**OBJECTIVE**
Name every pet store mentioned by name in the forum thread below.

**PASSAGE GIVEN**
Is there even laws for humane treatment of animals in relation to live fish?


----------



## Longimanus (Apr 21, 2010)

Mr Pets has improved so much over the last six months or so that I would let this one idiscretion slide. The tanks are cleaner and better looked after, the store doesn't stink anymore, the small animals are better cared for and even the store is cleaner. 

The staff are still pretty low on their knowlege with regards to the fish, but they are getting better. I heard one girl telling a customer that a bala shark was okay for a 20 gallon. She said they get 12 inches long, and that they are a bit nippy, but a red tailed black shark is super gentle and they also get 12 inches. Good lord. She sold him a couple balas.  

If you spoke to the manager then hopefully they will rectify the situation, as that new manager has made a ton of changes already. 

It sucks that other than Petcetera (which I won't shop at) this is the only pet store left in Ridge Meadows.


----------



## kelly528 (Apr 21, 2010)

I have to agree... I had HUGE issues with all the dead fish they left in their tanks before... stopped shopping at the store a year ago. Then a few months ago I broke down and went in, and there was the new manager slaving over the fish tanks, cleaning all the dead fish out! I think she had taken a leave for some reason (she mentioned 'being back') and came back to a total mess. Things must have 'slid' a lot wile she was away.

I also think they rely on kids a little too much to run the store. I can understand that disposing of dead fish is something that none of the kids there would want to / take the initiative to do, but thats where there should have been a responsible adult stepping in for the welfare of the animals.

Speaking of pet stores in Maple Ridge, you have to check out Spuddy's Pet Market on 207th. Not much selection since they are rather small but at least they take good care of their fish! Even the goldfish tank is not overstocked! And they carry seachem and hikari products, as well as bare tanks, etc.


----------



## Longimanus (Apr 21, 2010)

Actually Spuddy's closed down several weeks ago. I was pretty bummed. They had experienced some theft from the inside and it ruined them.


----------



## kelly528 (Apr 21, 2010)

WHAAAT?! 

That's terrible  the only decent pet store in town!!! What a shame, they could have really taken off!


----------

**PROVIDED RECORDS**
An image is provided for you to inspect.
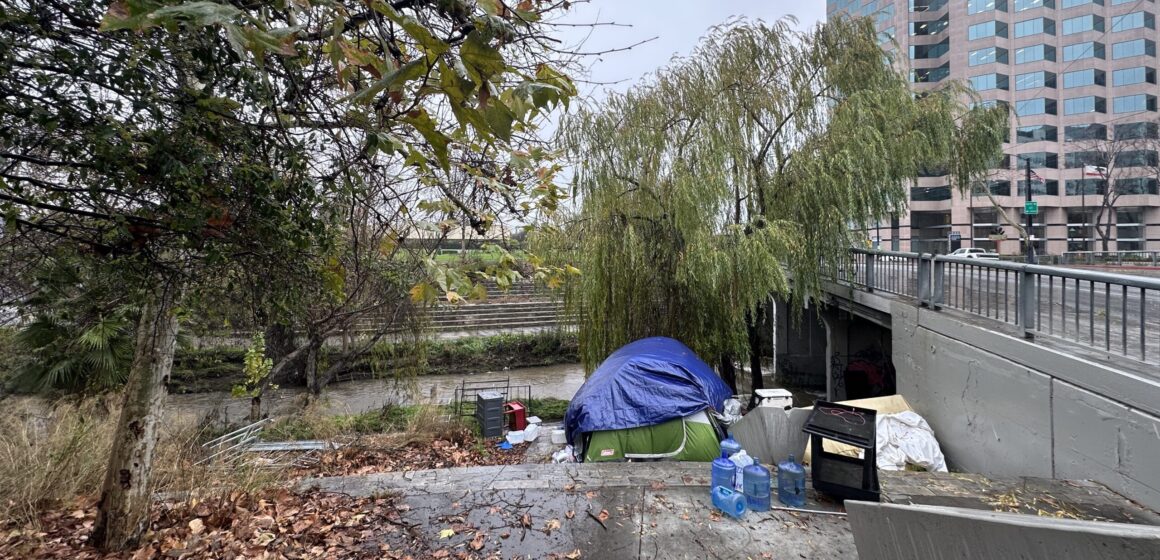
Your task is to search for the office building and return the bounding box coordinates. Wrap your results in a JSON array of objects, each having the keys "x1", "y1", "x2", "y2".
[{"x1": 827, "y1": 0, "x2": 1160, "y2": 255}]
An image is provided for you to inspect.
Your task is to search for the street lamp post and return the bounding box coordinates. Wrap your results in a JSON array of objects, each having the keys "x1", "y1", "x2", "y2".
[{"x1": 1023, "y1": 158, "x2": 1038, "y2": 264}]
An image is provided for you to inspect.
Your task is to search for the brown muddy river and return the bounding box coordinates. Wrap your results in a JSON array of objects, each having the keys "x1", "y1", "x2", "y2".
[{"x1": 166, "y1": 364, "x2": 585, "y2": 423}]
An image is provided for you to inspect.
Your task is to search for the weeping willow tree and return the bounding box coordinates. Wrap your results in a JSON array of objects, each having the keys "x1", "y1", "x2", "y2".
[{"x1": 553, "y1": 15, "x2": 1007, "y2": 387}]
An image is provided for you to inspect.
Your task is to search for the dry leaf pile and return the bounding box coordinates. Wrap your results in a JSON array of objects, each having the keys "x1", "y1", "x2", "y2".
[
  {"x1": 298, "y1": 429, "x2": 528, "y2": 477},
  {"x1": 0, "y1": 489, "x2": 438, "y2": 560}
]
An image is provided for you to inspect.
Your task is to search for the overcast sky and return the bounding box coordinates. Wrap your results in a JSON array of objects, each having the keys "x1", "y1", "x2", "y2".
[{"x1": 556, "y1": 0, "x2": 826, "y2": 97}]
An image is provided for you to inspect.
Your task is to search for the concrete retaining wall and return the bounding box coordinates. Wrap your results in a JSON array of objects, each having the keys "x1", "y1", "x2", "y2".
[{"x1": 891, "y1": 301, "x2": 1160, "y2": 509}]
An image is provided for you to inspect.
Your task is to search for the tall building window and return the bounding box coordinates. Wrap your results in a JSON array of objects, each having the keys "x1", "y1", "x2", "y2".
[
  {"x1": 911, "y1": 14, "x2": 950, "y2": 36},
  {"x1": 1015, "y1": 45, "x2": 1056, "y2": 64},
  {"x1": 1015, "y1": 70, "x2": 1056, "y2": 90},
  {"x1": 1116, "y1": 150, "x2": 1157, "y2": 167},
  {"x1": 1064, "y1": 123, "x2": 1108, "y2": 141},
  {"x1": 911, "y1": 186, "x2": 950, "y2": 202},
  {"x1": 1064, "y1": 150, "x2": 1108, "y2": 168},
  {"x1": 966, "y1": 46, "x2": 1007, "y2": 66},
  {"x1": 970, "y1": 74, "x2": 1008, "y2": 92},
  {"x1": 911, "y1": 38, "x2": 950, "y2": 60},
  {"x1": 1064, "y1": 14, "x2": 1103, "y2": 35},
  {"x1": 1064, "y1": 179, "x2": 1107, "y2": 196},
  {"x1": 966, "y1": 21, "x2": 1007, "y2": 41},
  {"x1": 1064, "y1": 41, "x2": 1103, "y2": 63},
  {"x1": 1111, "y1": 39, "x2": 1157, "y2": 59},
  {"x1": 1111, "y1": 66, "x2": 1157, "y2": 86},
  {"x1": 1064, "y1": 95, "x2": 1108, "y2": 115},
  {"x1": 966, "y1": 0, "x2": 1007, "y2": 14},
  {"x1": 1015, "y1": 179, "x2": 1059, "y2": 196},
  {"x1": 1015, "y1": 0, "x2": 1056, "y2": 12},
  {"x1": 1015, "y1": 97, "x2": 1056, "y2": 117},
  {"x1": 1115, "y1": 123, "x2": 1160, "y2": 140},
  {"x1": 1111, "y1": 94, "x2": 1157, "y2": 112},
  {"x1": 1015, "y1": 17, "x2": 1056, "y2": 38},
  {"x1": 911, "y1": 0, "x2": 947, "y2": 12},
  {"x1": 1018, "y1": 152, "x2": 1059, "y2": 169},
  {"x1": 1116, "y1": 182, "x2": 1157, "y2": 195},
  {"x1": 1015, "y1": 124, "x2": 1056, "y2": 144},
  {"x1": 1116, "y1": 208, "x2": 1147, "y2": 250},
  {"x1": 1111, "y1": 12, "x2": 1157, "y2": 32},
  {"x1": 911, "y1": 64, "x2": 950, "y2": 83},
  {"x1": 1064, "y1": 68, "x2": 1104, "y2": 89}
]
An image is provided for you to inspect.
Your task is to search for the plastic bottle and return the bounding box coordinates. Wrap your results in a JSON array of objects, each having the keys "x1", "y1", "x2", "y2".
[
  {"x1": 709, "y1": 451, "x2": 737, "y2": 493},
  {"x1": 742, "y1": 457, "x2": 769, "y2": 511},
  {"x1": 713, "y1": 486, "x2": 746, "y2": 519},
  {"x1": 777, "y1": 454, "x2": 805, "y2": 508},
  {"x1": 722, "y1": 434, "x2": 741, "y2": 457}
]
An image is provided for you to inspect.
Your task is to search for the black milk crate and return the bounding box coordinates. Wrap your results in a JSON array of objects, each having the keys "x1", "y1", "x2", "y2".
[{"x1": 802, "y1": 401, "x2": 880, "y2": 502}]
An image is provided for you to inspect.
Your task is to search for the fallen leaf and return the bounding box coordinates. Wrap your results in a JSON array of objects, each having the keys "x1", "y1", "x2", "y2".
[{"x1": 544, "y1": 519, "x2": 560, "y2": 534}]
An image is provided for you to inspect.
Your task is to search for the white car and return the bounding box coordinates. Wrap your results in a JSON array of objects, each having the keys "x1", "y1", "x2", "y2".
[{"x1": 948, "y1": 247, "x2": 999, "y2": 261}]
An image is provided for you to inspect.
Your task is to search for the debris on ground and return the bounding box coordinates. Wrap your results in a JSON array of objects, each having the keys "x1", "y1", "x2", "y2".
[
  {"x1": 0, "y1": 489, "x2": 438, "y2": 560},
  {"x1": 293, "y1": 428, "x2": 528, "y2": 477}
]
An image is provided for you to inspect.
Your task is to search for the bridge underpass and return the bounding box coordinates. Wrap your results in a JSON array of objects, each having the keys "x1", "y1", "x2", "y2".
[{"x1": 777, "y1": 253, "x2": 1160, "y2": 509}]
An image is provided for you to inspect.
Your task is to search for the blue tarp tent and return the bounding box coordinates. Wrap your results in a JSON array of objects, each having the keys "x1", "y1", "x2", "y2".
[{"x1": 564, "y1": 336, "x2": 732, "y2": 452}]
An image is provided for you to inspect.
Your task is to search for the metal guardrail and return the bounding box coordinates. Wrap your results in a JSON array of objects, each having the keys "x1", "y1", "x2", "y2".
[
  {"x1": 838, "y1": 249, "x2": 1160, "y2": 363},
  {"x1": 1059, "y1": 250, "x2": 1160, "y2": 267}
]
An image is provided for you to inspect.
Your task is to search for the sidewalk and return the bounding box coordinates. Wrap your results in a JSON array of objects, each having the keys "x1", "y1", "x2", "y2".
[{"x1": 302, "y1": 463, "x2": 856, "y2": 559}]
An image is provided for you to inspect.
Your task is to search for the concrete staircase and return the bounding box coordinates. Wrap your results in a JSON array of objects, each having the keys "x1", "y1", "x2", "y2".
[{"x1": 352, "y1": 282, "x2": 568, "y2": 337}]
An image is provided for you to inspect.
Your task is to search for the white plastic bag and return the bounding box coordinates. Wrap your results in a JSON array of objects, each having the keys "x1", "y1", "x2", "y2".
[
  {"x1": 875, "y1": 410, "x2": 947, "y2": 473},
  {"x1": 552, "y1": 445, "x2": 575, "y2": 463},
  {"x1": 719, "y1": 399, "x2": 741, "y2": 426},
  {"x1": 728, "y1": 449, "x2": 753, "y2": 490}
]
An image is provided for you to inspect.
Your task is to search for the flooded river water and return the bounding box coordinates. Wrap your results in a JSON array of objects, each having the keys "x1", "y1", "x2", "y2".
[{"x1": 166, "y1": 364, "x2": 585, "y2": 423}]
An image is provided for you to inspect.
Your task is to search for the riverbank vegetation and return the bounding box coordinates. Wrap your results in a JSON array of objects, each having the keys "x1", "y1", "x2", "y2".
[{"x1": 547, "y1": 19, "x2": 1008, "y2": 392}]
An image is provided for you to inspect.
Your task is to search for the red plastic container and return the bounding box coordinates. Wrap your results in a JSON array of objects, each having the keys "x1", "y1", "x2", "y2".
[{"x1": 503, "y1": 400, "x2": 528, "y2": 430}]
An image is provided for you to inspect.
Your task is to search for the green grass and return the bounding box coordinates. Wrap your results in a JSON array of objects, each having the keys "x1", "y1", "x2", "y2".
[
  {"x1": 165, "y1": 333, "x2": 579, "y2": 394},
  {"x1": 262, "y1": 405, "x2": 450, "y2": 442},
  {"x1": 524, "y1": 397, "x2": 570, "y2": 422}
]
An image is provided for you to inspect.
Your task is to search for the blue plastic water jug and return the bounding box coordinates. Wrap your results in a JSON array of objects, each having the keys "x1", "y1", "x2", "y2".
[
  {"x1": 741, "y1": 457, "x2": 769, "y2": 511},
  {"x1": 777, "y1": 454, "x2": 805, "y2": 508},
  {"x1": 722, "y1": 434, "x2": 741, "y2": 458},
  {"x1": 709, "y1": 451, "x2": 737, "y2": 493},
  {"x1": 713, "y1": 486, "x2": 746, "y2": 519}
]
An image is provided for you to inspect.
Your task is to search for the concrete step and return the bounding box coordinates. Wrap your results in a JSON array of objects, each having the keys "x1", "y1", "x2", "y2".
[{"x1": 432, "y1": 319, "x2": 566, "y2": 333}]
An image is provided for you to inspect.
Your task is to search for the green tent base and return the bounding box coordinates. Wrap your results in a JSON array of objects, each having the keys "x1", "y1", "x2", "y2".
[{"x1": 583, "y1": 413, "x2": 722, "y2": 463}]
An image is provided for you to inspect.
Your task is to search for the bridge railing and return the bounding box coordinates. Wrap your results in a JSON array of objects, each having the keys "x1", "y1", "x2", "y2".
[{"x1": 839, "y1": 249, "x2": 1160, "y2": 362}]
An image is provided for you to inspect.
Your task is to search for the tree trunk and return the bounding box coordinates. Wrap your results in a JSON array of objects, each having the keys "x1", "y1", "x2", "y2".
[
  {"x1": 720, "y1": 354, "x2": 737, "y2": 394},
  {"x1": 92, "y1": 286, "x2": 177, "y2": 551},
  {"x1": 266, "y1": 322, "x2": 305, "y2": 385},
  {"x1": 305, "y1": 341, "x2": 322, "y2": 398},
  {"x1": 746, "y1": 306, "x2": 766, "y2": 408}
]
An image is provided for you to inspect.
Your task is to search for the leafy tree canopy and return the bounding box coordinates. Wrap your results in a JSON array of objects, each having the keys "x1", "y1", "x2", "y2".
[{"x1": 551, "y1": 20, "x2": 1007, "y2": 368}]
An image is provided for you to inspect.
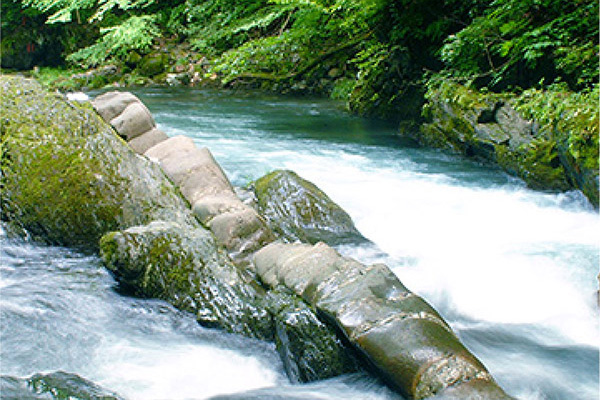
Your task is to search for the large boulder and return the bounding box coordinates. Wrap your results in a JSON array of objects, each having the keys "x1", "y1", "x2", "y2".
[
  {"x1": 253, "y1": 170, "x2": 366, "y2": 245},
  {"x1": 100, "y1": 221, "x2": 272, "y2": 339},
  {"x1": 408, "y1": 82, "x2": 571, "y2": 190},
  {"x1": 0, "y1": 76, "x2": 198, "y2": 250},
  {"x1": 144, "y1": 136, "x2": 274, "y2": 265},
  {"x1": 266, "y1": 287, "x2": 360, "y2": 382},
  {"x1": 254, "y1": 242, "x2": 510, "y2": 399},
  {"x1": 414, "y1": 82, "x2": 599, "y2": 207}
]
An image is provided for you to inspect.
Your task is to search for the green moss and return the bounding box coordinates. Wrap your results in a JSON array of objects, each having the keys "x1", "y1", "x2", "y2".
[
  {"x1": 254, "y1": 170, "x2": 365, "y2": 244},
  {"x1": 0, "y1": 76, "x2": 195, "y2": 250}
]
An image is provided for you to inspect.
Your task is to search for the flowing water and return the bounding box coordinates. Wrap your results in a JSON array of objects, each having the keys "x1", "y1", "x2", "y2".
[{"x1": 0, "y1": 89, "x2": 600, "y2": 400}]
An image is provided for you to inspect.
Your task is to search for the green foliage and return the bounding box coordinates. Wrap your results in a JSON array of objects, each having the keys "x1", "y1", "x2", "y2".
[
  {"x1": 440, "y1": 0, "x2": 598, "y2": 88},
  {"x1": 516, "y1": 84, "x2": 600, "y2": 170},
  {"x1": 67, "y1": 15, "x2": 160, "y2": 66}
]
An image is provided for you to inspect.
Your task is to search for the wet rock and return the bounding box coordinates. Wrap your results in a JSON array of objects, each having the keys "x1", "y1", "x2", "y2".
[
  {"x1": 110, "y1": 102, "x2": 156, "y2": 141},
  {"x1": 0, "y1": 76, "x2": 197, "y2": 250},
  {"x1": 253, "y1": 170, "x2": 366, "y2": 245},
  {"x1": 100, "y1": 221, "x2": 272, "y2": 339},
  {"x1": 414, "y1": 83, "x2": 572, "y2": 191},
  {"x1": 145, "y1": 136, "x2": 274, "y2": 264},
  {"x1": 254, "y1": 243, "x2": 510, "y2": 399},
  {"x1": 92, "y1": 91, "x2": 139, "y2": 122},
  {"x1": 267, "y1": 288, "x2": 359, "y2": 382},
  {"x1": 0, "y1": 371, "x2": 122, "y2": 400},
  {"x1": 128, "y1": 128, "x2": 169, "y2": 154}
]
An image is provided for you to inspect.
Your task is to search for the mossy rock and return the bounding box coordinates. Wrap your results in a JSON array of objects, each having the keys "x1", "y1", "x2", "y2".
[
  {"x1": 253, "y1": 170, "x2": 366, "y2": 245},
  {"x1": 266, "y1": 287, "x2": 359, "y2": 382},
  {"x1": 100, "y1": 221, "x2": 273, "y2": 339},
  {"x1": 0, "y1": 76, "x2": 197, "y2": 250},
  {"x1": 409, "y1": 82, "x2": 573, "y2": 195},
  {"x1": 0, "y1": 371, "x2": 123, "y2": 400}
]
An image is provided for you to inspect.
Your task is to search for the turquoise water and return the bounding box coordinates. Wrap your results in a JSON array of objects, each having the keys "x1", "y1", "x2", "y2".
[{"x1": 0, "y1": 88, "x2": 599, "y2": 400}]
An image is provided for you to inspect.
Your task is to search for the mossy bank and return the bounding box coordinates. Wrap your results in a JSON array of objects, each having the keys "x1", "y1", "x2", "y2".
[{"x1": 412, "y1": 81, "x2": 599, "y2": 208}]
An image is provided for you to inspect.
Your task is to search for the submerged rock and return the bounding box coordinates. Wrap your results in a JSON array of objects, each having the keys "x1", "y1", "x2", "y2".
[
  {"x1": 0, "y1": 371, "x2": 123, "y2": 400},
  {"x1": 0, "y1": 76, "x2": 197, "y2": 249},
  {"x1": 145, "y1": 136, "x2": 274, "y2": 265},
  {"x1": 414, "y1": 82, "x2": 598, "y2": 207},
  {"x1": 253, "y1": 170, "x2": 366, "y2": 245},
  {"x1": 254, "y1": 243, "x2": 510, "y2": 399},
  {"x1": 267, "y1": 288, "x2": 360, "y2": 382},
  {"x1": 100, "y1": 221, "x2": 273, "y2": 339}
]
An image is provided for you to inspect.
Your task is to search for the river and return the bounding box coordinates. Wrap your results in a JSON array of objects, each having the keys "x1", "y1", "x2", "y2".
[{"x1": 0, "y1": 88, "x2": 600, "y2": 400}]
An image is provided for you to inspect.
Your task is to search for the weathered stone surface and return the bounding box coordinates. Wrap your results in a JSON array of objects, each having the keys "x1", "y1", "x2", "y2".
[
  {"x1": 208, "y1": 206, "x2": 274, "y2": 259},
  {"x1": 110, "y1": 101, "x2": 156, "y2": 141},
  {"x1": 145, "y1": 136, "x2": 274, "y2": 262},
  {"x1": 267, "y1": 288, "x2": 359, "y2": 382},
  {"x1": 412, "y1": 83, "x2": 573, "y2": 190},
  {"x1": 0, "y1": 76, "x2": 197, "y2": 250},
  {"x1": 128, "y1": 128, "x2": 169, "y2": 154},
  {"x1": 253, "y1": 170, "x2": 366, "y2": 245},
  {"x1": 192, "y1": 191, "x2": 247, "y2": 224},
  {"x1": 0, "y1": 371, "x2": 122, "y2": 400},
  {"x1": 254, "y1": 243, "x2": 510, "y2": 399},
  {"x1": 100, "y1": 221, "x2": 272, "y2": 339},
  {"x1": 91, "y1": 91, "x2": 139, "y2": 122}
]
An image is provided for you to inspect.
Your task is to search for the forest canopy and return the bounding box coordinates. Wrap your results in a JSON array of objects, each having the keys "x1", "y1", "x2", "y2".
[{"x1": 2, "y1": 0, "x2": 599, "y2": 115}]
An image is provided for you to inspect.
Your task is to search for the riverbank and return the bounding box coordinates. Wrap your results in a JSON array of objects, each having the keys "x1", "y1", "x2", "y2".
[
  {"x1": 7, "y1": 56, "x2": 600, "y2": 208},
  {"x1": 5, "y1": 76, "x2": 597, "y2": 399}
]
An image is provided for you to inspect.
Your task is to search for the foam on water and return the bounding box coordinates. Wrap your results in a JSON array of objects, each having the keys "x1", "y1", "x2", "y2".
[{"x1": 142, "y1": 89, "x2": 600, "y2": 400}]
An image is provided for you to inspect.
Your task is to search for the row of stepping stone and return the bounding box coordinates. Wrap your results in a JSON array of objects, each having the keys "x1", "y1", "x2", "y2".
[
  {"x1": 92, "y1": 91, "x2": 274, "y2": 265},
  {"x1": 92, "y1": 92, "x2": 511, "y2": 400}
]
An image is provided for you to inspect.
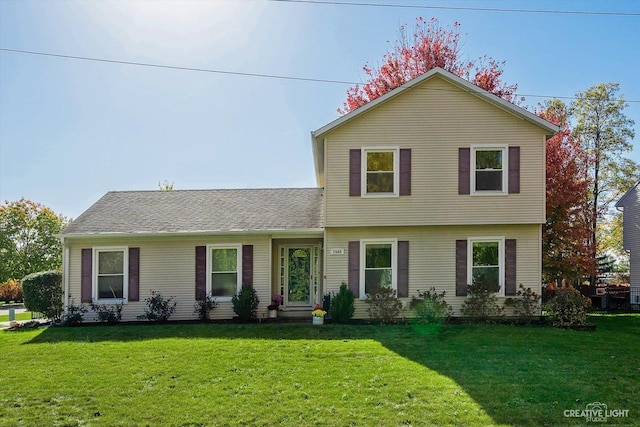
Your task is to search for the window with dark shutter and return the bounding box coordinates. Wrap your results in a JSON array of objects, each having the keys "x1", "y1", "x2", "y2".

**RESULT FOR THIS EXERCISE**
Mr Pets, Petcetera, Spuddy's Pet Market